- **GIVEN RECORDS**
********

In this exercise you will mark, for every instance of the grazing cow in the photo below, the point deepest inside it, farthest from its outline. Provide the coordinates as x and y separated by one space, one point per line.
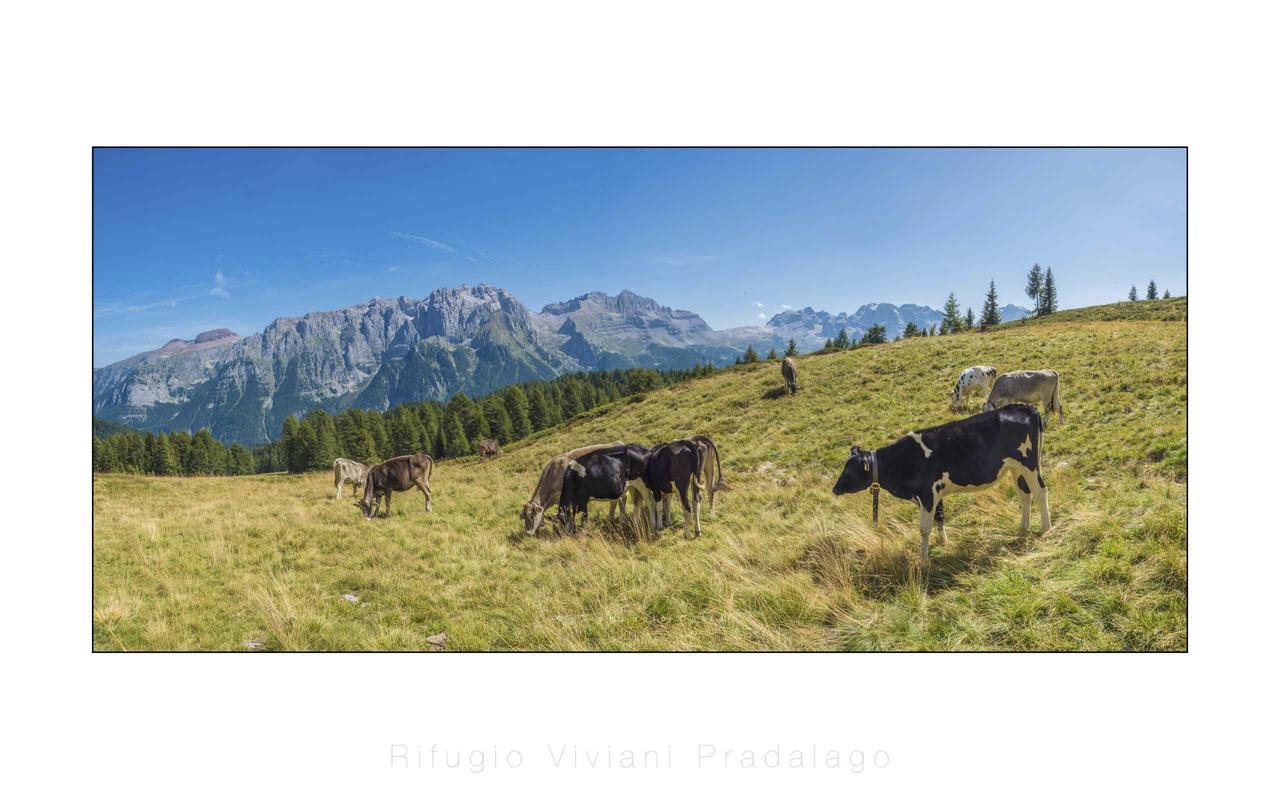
609 474
974 380
789 374
712 476
1027 387
551 483
675 467
967 455
400 474
344 470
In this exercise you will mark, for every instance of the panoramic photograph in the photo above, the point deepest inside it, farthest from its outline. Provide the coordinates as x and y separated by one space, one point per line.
639 400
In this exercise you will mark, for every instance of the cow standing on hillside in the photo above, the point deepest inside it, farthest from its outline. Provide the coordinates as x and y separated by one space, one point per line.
974 380
712 475
967 455
608 474
1033 387
344 470
677 467
551 484
789 375
400 474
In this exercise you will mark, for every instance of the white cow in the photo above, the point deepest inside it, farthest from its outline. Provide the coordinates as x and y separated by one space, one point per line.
346 470
974 380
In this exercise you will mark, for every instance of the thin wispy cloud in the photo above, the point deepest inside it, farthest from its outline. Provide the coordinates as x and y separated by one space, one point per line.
423 240
479 252
108 309
685 259
220 286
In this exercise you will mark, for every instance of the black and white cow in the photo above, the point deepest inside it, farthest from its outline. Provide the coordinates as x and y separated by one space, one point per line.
973 382
968 455
607 474
677 467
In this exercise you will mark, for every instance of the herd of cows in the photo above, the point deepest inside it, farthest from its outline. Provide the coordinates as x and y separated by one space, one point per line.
926 466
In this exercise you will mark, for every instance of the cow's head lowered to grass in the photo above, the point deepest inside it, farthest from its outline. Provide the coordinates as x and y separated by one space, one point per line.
858 472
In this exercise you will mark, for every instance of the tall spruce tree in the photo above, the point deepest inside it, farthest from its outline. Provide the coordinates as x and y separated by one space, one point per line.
499 421
950 315
1048 295
991 306
517 408
1034 287
539 410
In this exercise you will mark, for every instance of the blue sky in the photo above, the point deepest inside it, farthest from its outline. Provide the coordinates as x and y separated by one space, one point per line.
191 240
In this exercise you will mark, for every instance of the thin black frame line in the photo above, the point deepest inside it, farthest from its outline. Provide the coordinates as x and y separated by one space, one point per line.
1185 150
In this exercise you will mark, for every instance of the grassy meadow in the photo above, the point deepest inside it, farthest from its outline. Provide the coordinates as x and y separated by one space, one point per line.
264 562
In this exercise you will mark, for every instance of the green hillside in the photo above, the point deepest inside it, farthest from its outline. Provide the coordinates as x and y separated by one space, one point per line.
218 562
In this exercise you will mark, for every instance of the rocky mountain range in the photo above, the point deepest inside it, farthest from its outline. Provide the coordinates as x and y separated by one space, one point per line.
470 339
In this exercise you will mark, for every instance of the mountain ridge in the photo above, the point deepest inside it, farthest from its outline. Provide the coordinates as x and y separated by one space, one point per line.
467 338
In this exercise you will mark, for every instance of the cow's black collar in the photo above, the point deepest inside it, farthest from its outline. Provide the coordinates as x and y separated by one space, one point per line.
874 490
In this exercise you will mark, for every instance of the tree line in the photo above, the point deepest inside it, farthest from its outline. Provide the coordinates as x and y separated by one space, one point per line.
1151 292
444 430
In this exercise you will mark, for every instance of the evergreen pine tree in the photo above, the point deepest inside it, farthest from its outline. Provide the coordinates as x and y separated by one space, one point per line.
517 408
991 307
876 334
240 461
164 460
456 442
1048 293
1034 287
539 410
499 421
950 315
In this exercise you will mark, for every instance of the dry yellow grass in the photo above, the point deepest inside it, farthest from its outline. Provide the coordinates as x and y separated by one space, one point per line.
263 562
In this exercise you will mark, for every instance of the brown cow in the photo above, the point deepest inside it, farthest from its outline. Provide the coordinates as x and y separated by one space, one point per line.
789 374
400 474
551 485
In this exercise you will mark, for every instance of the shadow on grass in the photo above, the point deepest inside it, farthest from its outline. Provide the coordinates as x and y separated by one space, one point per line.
880 566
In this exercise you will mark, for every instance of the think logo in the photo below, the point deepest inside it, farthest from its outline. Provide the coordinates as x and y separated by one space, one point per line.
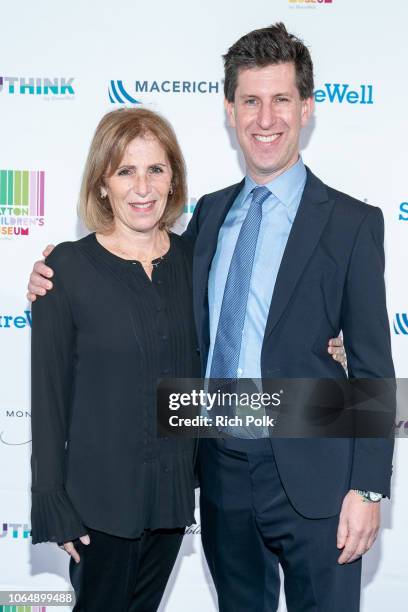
58 86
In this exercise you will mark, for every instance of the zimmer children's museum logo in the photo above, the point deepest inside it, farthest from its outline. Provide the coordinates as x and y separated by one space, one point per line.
22 194
401 323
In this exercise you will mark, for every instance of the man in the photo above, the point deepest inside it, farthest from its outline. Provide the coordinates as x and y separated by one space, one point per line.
288 262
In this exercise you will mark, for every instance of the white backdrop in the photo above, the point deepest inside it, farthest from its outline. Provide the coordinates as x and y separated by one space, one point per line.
95 54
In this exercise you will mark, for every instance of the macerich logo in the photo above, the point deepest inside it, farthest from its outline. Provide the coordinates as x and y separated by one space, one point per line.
403 216
12 322
22 194
341 93
118 93
401 323
37 86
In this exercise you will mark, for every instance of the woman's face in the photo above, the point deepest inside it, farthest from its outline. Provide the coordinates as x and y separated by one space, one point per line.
139 187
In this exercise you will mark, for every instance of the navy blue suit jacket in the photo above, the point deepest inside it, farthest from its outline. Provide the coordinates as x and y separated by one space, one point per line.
331 278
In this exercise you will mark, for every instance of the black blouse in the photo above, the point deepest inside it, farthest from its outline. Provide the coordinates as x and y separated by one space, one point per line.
101 338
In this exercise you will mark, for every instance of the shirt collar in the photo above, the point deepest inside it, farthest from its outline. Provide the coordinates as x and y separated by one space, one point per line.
285 187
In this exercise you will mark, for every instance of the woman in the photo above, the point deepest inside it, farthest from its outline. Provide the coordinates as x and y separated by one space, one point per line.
118 318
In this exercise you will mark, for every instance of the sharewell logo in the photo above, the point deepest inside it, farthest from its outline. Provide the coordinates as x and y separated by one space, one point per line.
12 322
403 216
118 93
22 195
401 323
37 86
341 93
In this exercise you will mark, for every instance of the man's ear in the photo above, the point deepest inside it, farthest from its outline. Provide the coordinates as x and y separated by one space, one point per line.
230 110
307 110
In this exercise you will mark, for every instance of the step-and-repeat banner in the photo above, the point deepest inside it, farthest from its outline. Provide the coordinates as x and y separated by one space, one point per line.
62 66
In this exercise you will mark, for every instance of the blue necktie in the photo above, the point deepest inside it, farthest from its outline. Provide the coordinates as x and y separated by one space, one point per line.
228 340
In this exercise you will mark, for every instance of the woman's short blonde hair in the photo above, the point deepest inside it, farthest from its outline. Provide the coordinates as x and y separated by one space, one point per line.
112 136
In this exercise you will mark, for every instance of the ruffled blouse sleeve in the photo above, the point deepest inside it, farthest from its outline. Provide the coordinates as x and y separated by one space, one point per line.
53 518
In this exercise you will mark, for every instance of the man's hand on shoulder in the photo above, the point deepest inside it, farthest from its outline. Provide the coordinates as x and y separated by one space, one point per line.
39 282
358 526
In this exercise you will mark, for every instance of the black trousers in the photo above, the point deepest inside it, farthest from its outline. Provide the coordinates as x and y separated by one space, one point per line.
249 527
124 575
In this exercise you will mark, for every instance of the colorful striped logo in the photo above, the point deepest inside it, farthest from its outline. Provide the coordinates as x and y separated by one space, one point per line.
23 609
22 192
401 323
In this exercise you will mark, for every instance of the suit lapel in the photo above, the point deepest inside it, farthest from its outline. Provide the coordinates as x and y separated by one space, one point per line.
204 250
313 213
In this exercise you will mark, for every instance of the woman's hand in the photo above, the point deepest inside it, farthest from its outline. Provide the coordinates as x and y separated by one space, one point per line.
39 283
72 551
336 350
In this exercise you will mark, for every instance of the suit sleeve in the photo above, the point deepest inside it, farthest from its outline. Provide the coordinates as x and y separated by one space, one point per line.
192 229
368 346
53 517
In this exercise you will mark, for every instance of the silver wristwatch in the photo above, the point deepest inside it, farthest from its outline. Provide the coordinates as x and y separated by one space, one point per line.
369 495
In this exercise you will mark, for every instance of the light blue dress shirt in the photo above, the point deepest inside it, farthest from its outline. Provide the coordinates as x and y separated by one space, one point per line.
277 218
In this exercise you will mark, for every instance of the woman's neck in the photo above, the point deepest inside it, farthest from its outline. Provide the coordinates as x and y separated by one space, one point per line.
129 244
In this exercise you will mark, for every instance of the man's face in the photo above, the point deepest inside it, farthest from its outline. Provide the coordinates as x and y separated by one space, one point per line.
268 114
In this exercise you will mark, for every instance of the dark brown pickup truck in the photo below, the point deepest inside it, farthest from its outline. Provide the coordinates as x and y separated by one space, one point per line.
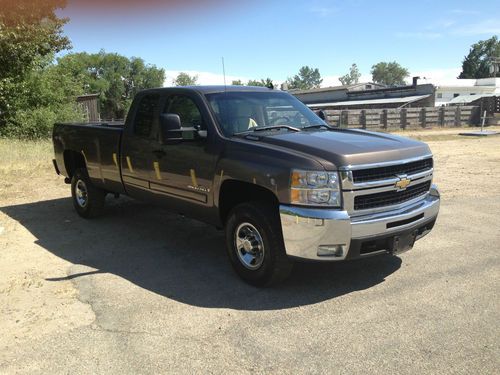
284 184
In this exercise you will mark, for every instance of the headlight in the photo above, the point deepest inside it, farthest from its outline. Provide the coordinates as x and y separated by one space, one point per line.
315 188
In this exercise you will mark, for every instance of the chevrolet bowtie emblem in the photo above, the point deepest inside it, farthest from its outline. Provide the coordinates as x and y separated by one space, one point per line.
403 183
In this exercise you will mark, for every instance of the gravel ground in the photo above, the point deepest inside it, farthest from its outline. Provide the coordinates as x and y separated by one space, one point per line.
140 290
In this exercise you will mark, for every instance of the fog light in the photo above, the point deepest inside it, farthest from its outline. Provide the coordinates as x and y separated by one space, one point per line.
330 250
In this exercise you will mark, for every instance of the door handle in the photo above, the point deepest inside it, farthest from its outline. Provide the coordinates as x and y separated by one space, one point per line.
159 153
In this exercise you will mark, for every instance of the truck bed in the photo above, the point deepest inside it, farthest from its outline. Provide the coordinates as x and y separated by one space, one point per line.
99 144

********

Return the line that contains "of the gravel" along with every line after it through the end of the entries, exactly, adding nothing.

- **REPLY TO THE TASK**
In this exercise you will mark, for every instance of the gravel ground in the photo above, the point deepest inside it, farthest from its outline. Provide the coordinates as x and y separated by one space, one point per line.
140 290
In this exercise you will mark, for every instance of the fog light in the photo above, the point deepest inside it, farthest from its outline. Provide the coordinates as x and y separated by one space, one point per line.
330 250
In this exercise you will mark, for every instance of the door handle in the photo above, the point deepest inside it, farthest from its outline. Provide the coordinates as x and y separated by one space, one point per line.
159 153
In this exercise you will mark, for every instance of the truck bed in the photo above, the point deepest inside it, farthest from its outline. Provide the coordinates as x and y separated by one space, one point per line.
99 144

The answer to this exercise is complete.